(Kaynak metin):
================================

GÜNCEL EGE YEREL YÖNETİMLER EKONOMİ POLİTİKA SPOR RÖPORTAJLAR YAZAR CAFE FOTO GALERİ VİDEO GALERİ
Harun ÖZDEMİR
YAZARLAR
5 Kasım 2013 Salı

Odunlar sizin gavurlar benim olsun!

Her ulustan belediyeci çıkar ama Türklerden çok zor.
Kürtlerden ise hiç çıkmaz! Şimdiye kadar çıkmayan bundan sonra çıkar mı, bilemem!
O kadar da karamsar olmaya gerek yok, diyeceksiniz. Haklı olabilirsiniz. Ama durum gerçekten vahim!
Az değil; çok çok vahim!
Sorunun ciddiyetini kavrayamayanlar bu sözüme kızacaklar!
Kızsınlar!
Ben de onlara kızıyorum!  
Ben söylediğim sözün doğru olup olmadığına bakarım!
Gerisini, gocunanlar düşünsün!

================================

(Veriler):
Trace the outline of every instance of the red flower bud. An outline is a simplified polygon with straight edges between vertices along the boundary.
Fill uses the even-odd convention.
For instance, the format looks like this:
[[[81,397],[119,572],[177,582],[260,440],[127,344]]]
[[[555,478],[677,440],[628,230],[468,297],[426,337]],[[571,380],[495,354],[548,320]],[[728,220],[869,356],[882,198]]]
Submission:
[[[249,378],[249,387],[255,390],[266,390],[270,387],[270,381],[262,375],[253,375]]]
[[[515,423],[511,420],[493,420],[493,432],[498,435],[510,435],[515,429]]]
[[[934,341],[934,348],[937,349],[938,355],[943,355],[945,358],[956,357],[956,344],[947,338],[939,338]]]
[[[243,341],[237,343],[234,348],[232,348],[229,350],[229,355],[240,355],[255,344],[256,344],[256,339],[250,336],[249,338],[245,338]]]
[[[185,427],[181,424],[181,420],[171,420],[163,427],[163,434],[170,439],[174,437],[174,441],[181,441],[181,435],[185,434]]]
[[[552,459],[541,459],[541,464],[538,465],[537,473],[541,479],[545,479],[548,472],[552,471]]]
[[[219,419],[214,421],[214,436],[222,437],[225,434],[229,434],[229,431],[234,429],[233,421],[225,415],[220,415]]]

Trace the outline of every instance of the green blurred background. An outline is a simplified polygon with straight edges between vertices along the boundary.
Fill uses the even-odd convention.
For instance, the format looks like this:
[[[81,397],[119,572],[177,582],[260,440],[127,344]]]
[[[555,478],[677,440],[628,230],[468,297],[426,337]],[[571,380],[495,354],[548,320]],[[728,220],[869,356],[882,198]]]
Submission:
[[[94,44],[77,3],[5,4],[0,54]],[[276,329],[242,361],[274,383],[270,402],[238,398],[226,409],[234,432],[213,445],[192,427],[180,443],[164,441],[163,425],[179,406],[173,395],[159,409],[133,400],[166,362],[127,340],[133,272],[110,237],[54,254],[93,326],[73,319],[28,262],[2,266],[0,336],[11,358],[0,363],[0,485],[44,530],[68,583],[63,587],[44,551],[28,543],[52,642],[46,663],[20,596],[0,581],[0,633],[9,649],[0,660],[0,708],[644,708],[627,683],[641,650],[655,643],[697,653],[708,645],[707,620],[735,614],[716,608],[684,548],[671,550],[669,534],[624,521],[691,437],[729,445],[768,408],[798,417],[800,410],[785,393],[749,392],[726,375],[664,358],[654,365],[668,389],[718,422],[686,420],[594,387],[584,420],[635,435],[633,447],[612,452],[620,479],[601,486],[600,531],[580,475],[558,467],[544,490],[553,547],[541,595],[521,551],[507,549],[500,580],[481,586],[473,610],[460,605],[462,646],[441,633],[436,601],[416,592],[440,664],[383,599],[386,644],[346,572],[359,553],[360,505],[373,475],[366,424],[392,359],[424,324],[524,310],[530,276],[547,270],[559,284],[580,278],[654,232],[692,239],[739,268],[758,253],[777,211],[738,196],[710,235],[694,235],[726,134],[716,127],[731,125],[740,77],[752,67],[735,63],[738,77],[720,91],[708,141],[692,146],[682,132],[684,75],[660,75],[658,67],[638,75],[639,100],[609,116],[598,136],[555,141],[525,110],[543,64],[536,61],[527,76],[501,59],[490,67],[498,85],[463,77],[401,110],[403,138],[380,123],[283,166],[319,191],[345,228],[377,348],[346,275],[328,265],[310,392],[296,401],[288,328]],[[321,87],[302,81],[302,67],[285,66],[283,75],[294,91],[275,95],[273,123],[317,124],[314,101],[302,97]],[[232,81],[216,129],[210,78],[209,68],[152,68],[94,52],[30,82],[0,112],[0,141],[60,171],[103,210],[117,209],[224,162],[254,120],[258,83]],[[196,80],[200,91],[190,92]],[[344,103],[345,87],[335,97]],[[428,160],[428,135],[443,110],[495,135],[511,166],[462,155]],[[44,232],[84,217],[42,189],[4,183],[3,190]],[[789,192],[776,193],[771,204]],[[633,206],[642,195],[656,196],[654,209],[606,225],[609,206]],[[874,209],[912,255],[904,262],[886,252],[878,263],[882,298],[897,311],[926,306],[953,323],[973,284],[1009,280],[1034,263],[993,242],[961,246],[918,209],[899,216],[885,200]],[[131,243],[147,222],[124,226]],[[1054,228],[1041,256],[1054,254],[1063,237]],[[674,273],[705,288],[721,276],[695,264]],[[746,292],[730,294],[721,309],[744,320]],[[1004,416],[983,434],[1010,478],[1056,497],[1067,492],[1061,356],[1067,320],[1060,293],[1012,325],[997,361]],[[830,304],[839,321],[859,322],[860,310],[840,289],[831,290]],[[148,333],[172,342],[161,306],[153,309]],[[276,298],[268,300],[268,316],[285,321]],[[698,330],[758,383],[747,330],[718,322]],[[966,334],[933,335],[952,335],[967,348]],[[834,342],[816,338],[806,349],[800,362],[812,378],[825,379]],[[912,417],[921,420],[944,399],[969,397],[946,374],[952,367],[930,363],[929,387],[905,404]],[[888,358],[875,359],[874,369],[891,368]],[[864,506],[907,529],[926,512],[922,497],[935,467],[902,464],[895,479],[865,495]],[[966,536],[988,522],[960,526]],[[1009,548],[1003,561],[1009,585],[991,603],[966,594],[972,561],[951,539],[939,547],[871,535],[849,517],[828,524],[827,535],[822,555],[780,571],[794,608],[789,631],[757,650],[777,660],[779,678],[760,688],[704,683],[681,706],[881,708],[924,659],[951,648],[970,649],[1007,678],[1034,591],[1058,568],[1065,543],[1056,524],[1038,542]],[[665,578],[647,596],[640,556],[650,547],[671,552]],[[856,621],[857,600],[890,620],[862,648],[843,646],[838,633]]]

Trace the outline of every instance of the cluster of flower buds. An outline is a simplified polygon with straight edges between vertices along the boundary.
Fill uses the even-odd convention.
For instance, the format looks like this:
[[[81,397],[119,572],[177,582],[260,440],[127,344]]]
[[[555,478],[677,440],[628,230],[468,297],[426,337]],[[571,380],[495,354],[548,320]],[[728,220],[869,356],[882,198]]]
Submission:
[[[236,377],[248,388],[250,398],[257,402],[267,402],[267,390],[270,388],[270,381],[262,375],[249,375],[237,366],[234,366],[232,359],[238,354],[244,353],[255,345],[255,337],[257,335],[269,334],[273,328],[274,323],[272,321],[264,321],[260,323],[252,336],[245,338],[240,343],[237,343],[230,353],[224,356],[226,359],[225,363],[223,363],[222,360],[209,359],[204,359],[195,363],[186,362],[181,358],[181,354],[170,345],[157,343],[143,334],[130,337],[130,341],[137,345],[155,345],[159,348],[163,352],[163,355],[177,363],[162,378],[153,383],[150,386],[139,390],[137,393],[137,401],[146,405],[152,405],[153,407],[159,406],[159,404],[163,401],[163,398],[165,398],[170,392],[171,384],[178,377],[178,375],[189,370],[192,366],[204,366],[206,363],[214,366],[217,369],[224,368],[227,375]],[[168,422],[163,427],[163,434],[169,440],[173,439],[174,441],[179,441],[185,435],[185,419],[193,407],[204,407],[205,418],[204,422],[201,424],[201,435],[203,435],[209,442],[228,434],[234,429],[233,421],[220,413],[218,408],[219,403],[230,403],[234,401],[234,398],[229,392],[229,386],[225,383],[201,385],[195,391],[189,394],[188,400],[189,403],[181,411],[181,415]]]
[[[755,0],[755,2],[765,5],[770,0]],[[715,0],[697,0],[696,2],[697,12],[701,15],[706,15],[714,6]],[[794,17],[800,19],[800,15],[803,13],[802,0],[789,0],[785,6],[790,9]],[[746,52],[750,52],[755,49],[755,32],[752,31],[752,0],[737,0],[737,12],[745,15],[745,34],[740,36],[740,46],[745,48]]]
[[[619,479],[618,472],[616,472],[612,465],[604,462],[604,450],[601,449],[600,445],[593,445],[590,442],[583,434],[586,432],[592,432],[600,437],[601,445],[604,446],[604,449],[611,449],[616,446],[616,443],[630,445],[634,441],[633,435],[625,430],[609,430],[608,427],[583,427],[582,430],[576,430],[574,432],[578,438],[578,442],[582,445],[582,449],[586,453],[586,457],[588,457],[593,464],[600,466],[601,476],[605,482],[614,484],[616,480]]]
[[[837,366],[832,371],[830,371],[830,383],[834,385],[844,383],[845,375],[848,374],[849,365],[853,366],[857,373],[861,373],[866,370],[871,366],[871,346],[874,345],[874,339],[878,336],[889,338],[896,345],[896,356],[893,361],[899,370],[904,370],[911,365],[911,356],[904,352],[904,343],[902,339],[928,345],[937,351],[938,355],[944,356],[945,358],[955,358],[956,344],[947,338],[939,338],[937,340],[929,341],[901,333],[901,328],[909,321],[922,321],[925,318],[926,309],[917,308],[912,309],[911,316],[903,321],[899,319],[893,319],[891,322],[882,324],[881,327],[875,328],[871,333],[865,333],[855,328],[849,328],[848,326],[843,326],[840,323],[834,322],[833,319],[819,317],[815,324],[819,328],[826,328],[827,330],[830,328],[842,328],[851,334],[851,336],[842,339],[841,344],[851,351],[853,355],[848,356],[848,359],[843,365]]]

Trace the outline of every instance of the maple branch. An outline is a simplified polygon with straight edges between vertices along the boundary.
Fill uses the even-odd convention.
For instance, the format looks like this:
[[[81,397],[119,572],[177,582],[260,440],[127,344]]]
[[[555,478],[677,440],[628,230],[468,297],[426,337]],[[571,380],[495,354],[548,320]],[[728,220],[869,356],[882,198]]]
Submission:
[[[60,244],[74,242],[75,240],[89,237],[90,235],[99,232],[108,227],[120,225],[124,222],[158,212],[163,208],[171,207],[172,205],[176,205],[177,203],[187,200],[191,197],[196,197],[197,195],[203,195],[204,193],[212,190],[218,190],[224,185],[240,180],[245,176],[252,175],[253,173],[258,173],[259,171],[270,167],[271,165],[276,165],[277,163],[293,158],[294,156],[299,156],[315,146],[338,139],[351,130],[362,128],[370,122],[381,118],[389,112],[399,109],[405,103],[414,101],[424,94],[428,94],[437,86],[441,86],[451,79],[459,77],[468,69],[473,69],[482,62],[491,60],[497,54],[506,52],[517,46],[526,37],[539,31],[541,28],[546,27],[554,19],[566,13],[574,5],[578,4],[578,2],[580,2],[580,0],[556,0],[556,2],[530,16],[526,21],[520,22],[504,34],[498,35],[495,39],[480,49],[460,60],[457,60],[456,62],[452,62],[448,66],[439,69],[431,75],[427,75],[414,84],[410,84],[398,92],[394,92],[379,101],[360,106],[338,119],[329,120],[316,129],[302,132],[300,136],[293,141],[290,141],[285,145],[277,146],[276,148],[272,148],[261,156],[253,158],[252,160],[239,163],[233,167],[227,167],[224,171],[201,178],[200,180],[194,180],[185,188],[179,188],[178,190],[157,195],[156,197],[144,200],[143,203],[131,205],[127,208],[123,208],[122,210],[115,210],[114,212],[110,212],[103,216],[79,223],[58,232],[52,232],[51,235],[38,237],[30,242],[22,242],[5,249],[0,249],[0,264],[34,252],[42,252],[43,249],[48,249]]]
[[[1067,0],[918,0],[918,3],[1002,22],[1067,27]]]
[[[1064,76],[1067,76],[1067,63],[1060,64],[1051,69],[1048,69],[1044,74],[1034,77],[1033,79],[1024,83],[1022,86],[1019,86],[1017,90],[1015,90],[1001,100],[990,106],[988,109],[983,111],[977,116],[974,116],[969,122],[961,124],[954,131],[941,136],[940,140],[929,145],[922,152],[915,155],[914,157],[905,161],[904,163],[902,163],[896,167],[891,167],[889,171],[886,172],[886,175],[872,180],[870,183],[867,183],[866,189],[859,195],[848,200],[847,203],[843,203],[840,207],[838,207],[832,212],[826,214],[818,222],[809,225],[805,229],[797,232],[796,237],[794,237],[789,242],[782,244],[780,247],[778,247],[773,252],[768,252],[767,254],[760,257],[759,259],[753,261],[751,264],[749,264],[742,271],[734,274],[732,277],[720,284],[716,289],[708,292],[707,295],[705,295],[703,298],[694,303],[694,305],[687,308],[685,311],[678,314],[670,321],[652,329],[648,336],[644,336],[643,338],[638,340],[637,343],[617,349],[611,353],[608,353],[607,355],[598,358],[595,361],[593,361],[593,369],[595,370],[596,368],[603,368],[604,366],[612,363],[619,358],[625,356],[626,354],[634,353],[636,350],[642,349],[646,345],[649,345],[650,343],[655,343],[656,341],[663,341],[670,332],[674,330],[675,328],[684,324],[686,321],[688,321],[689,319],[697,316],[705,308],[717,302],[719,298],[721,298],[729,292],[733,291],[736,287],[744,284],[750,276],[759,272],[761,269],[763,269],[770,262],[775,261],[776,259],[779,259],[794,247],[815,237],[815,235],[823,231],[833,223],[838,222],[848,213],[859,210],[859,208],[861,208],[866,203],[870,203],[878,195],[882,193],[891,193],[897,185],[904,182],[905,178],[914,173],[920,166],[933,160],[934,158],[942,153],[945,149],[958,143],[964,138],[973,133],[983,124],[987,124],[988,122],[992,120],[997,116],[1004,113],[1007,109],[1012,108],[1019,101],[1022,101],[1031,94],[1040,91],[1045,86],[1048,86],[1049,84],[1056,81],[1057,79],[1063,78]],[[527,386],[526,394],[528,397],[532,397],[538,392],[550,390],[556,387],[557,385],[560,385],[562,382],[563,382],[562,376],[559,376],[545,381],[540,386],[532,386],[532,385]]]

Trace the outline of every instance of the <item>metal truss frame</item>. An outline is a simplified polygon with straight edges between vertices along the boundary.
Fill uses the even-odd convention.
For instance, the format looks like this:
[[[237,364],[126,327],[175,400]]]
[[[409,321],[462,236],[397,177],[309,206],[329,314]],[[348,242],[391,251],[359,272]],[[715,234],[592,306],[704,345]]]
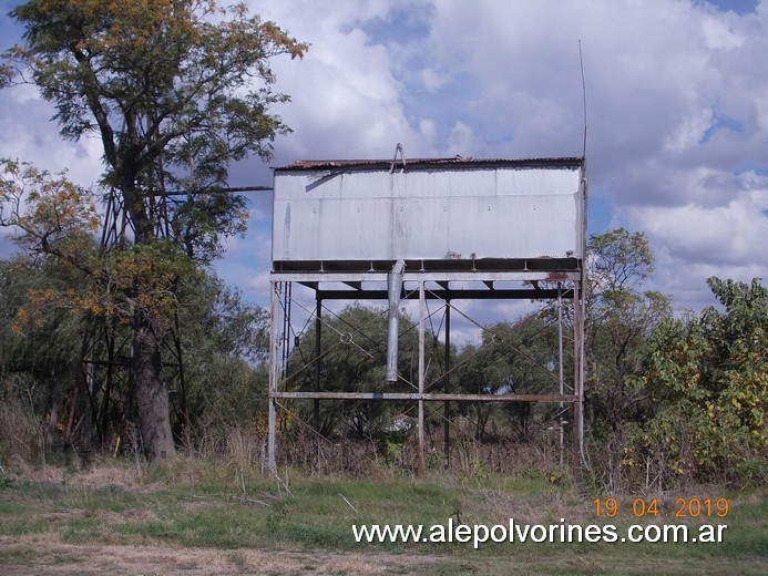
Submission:
[[[285,269],[275,266],[270,275],[270,316],[272,329],[269,339],[269,414],[267,457],[268,466],[273,472],[277,470],[277,412],[283,400],[301,399],[314,400],[316,414],[319,411],[319,402],[324,400],[380,400],[380,401],[411,401],[418,405],[417,434],[418,434],[418,470],[419,477],[424,473],[424,404],[426,402],[443,402],[446,405],[446,442],[448,445],[448,414],[449,402],[554,402],[561,408],[560,445],[561,461],[563,454],[563,428],[562,412],[566,404],[571,405],[573,413],[573,450],[571,457],[572,470],[578,467],[583,459],[583,399],[584,399],[584,272],[581,267],[571,269],[546,269],[545,266],[519,267],[510,269],[495,267],[494,269],[431,269],[429,266],[419,266],[417,270],[403,272],[403,285],[417,285],[417,289],[403,288],[401,298],[418,300],[418,342],[419,361],[418,377],[412,392],[324,392],[320,390],[319,372],[314,391],[290,391],[286,387],[286,367],[290,348],[290,308],[294,304],[293,284],[299,284],[314,290],[316,300],[315,315],[317,326],[316,352],[319,354],[321,327],[320,315],[325,300],[387,300],[387,290],[379,287],[387,281],[389,264],[370,266],[367,271],[360,269],[349,270],[344,265],[334,266],[320,264],[305,269]],[[301,268],[301,267],[299,267]],[[437,266],[436,266],[437,268]],[[533,268],[533,269],[532,269]],[[336,270],[336,271],[335,271]],[[531,288],[506,289],[496,282],[525,282]],[[541,282],[541,286],[540,286]],[[467,285],[482,286],[482,288],[468,288]],[[373,287],[371,287],[371,285]],[[342,288],[339,288],[342,286]],[[430,286],[430,287],[428,287]],[[437,286],[437,287],[434,287]],[[560,347],[560,387],[553,394],[467,394],[450,392],[432,392],[427,390],[426,382],[426,331],[427,331],[427,301],[442,300],[446,304],[446,373],[450,374],[450,310],[454,300],[510,300],[510,299],[539,299],[573,301],[573,389],[565,393],[563,385],[563,320],[562,306],[559,316],[559,347]]]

================================

(Alıştırma görevi):
Yukarıdaki kaynak metnin tamamını hiçbir değişiklik yapmadan kopyalayın.

(Alıştırma sonucu):
GÜNCEL EGE YEREL YÖNETİMLER EKONOMİ POLİTİKA SPOR RÖPORTAJLAR YAZAR CAFE FOTO GALERİ VİDEO GALERİ
Harun ÖZDEMİR
YAZARLAR
5 Kasım 2013 Salı

Odunlar sizin gavurlar benim olsun!

Her ulustan belediyeci çıkar ama Türklerden çok zor.
Kürtlerden ise hiç çıkmaz! Şimdiye kadar çıkmayan bundan sonra çıkar mı, bilemem!
O kadar da karamsar olmaya gerek yok, diyeceksiniz. Haklı olabilirsiniz. Ama durum gerçekten vahim!
Az değil; çok çok vahim!
Sorunun ciddiyetini kavrayamayanlar bu sözüme kızacaklar!
Kızsınlar!
Ben de onlara kızıyorum!  
Ben söylediğim sözün doğru olup olmadığına bakarım!
Gerisini, gocunanlar düşünsün!